* **DIRECTIONS**
Rewrite every line of the items below as a numbered list, skipping blank lines. Leave the pictures out of your list.

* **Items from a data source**
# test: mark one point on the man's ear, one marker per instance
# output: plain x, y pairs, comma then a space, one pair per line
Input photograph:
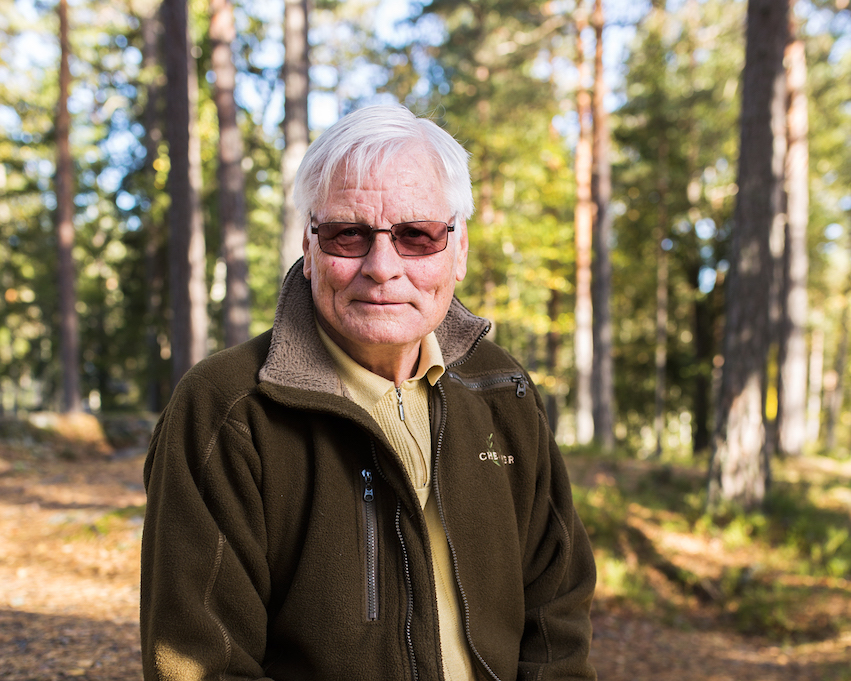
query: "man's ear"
308, 261
462, 249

* **RESULT**
1. # test: mark one point on the man's ear, one marker per instance
2. # output: plain x, y pairs, comma then a space, one pair per line
3. Input photograph:
4. query: "man's ear"
5. 308, 261
6. 462, 249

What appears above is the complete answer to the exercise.